___ Excerpt to read ___
The hot vs cold thing is interesting. Have you felt the slop in the PIP and mainshaft when cold vs hot? I wonder if thermal expansion takes some of the slop out, hence it running better when warm.

That is if it's not tune related...................

Good luck.
 
Welcome to the boards!

What kind of volume of metal-shavings did you have in the dizzy bowl? That and a loose PIP are not acceptable.

When the dizzy bushing starts to go, it often takes the PIP with it. I'd find a friend with a spare dizzy and toss it in. It's not hard to install and remove dizzies.

The hot vs cold thing is interesting. Have you felt the slop in the PIP and mainshaft when cold vs hot? I wonder if thermal expansion takes some of the slop out, hence it running better when warm.

That is if it's not tune related...................

Good luck.


There was alot of metal particles in the bowl. I vacuumed them all out weeks ago when I first suspected the distributor. The problem persisted.

The distributor shaft wasn't loose at all...it was very firm, yet the PIP was VERY loose. Maybe 1/8th to 1/4 inch of deflection. You could feel it even without pulling the entire distributor out. Today, I pulled the whole thing out to have a closer look. The bushings on the distributor were all fine, but for some reason, the PIP collar over the shaft was worn out! I replaced the PIP with a new Borg Warner piece, and it fit like a glove. No movement at all...as you'd expect.
___ Listed records ___
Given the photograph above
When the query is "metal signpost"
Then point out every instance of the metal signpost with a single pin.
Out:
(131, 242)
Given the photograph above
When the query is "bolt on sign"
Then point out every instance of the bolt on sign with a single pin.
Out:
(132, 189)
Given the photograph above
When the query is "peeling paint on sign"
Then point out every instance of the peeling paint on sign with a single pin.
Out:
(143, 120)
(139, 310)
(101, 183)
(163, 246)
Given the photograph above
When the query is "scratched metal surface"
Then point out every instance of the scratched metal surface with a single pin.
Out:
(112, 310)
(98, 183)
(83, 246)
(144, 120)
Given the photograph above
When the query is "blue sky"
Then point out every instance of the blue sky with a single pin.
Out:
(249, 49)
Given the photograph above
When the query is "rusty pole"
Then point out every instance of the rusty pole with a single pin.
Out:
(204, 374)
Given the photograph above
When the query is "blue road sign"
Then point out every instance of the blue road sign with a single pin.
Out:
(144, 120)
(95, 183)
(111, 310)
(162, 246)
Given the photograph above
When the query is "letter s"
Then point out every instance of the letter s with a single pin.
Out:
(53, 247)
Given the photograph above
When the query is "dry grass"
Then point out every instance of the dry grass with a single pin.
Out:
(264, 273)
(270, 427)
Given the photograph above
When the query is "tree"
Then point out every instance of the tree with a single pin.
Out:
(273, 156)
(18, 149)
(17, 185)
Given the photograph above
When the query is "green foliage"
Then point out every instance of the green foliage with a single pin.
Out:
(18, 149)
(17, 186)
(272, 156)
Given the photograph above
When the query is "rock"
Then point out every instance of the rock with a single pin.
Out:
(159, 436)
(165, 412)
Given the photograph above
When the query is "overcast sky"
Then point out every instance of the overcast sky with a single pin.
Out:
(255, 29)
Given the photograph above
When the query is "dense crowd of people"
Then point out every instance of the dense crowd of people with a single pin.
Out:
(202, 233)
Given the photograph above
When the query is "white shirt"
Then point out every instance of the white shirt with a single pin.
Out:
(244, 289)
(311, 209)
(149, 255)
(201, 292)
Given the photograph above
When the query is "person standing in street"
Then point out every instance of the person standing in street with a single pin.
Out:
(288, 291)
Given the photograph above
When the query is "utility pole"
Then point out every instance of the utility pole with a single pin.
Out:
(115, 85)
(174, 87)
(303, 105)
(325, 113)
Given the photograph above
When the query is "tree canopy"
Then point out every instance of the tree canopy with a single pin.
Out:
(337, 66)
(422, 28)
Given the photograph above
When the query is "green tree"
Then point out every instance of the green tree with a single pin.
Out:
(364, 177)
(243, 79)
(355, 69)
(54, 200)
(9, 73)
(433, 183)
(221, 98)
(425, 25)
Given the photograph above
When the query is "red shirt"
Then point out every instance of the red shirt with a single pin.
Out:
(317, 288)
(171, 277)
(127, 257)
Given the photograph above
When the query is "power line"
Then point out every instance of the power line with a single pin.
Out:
___
## Exercises to complete
1. In the distributor discussion, how much deflection did the loose PIP have?
2. Say whether each statement agrees with the distributor discussion, and quote the words that decide it: (a) The distributor shaft was loose. (b) The bushings on the distributor were in good condition. (c) The replacement PIP was a Borg Warner piece.
3. Carry on the distributor discussion from its last sentence.

## Responses in order
1. Maybe 1/8th to 1/4 inch.

2.
(a) No: "The distributor shaft wasn't loose at all...it was very firm"
(b) Yes: "The bushings on the distributor were all fine"
(c) Yes: "I replaced the PIP with a new Borg Warner piece"

3.
I put everything back together, and hoped for the best. Tonight, the car is running PERFECTLY! The stumbling is gone. It was a warm day though, so I won't be completely satisfied that I nailed it until it runs fine on a cold day.

Interestingly enough, the PIP in my GT is actually listed as a Cobra part. The part for the GT didn't look anything like what I had on my car. Thought I'd point that out for anyone else with a similar situation. I guess Ford was using up surplus parts.

Hardest part of the repair was pulling the drive gear off the distributor shaft. I chose to replace just the PIP instead of the entire distributor...$40 vs $140. Took me just under 2 hrs. start to finish.

I'll post an update if the problem returns. If it doesn't, I'd like to thank everybody for their help and support!! :nice:
 
There was alot of metal particles in the bowl. I vacuumed them all out weeks ago when I first suspected the distributor. The problem persisted.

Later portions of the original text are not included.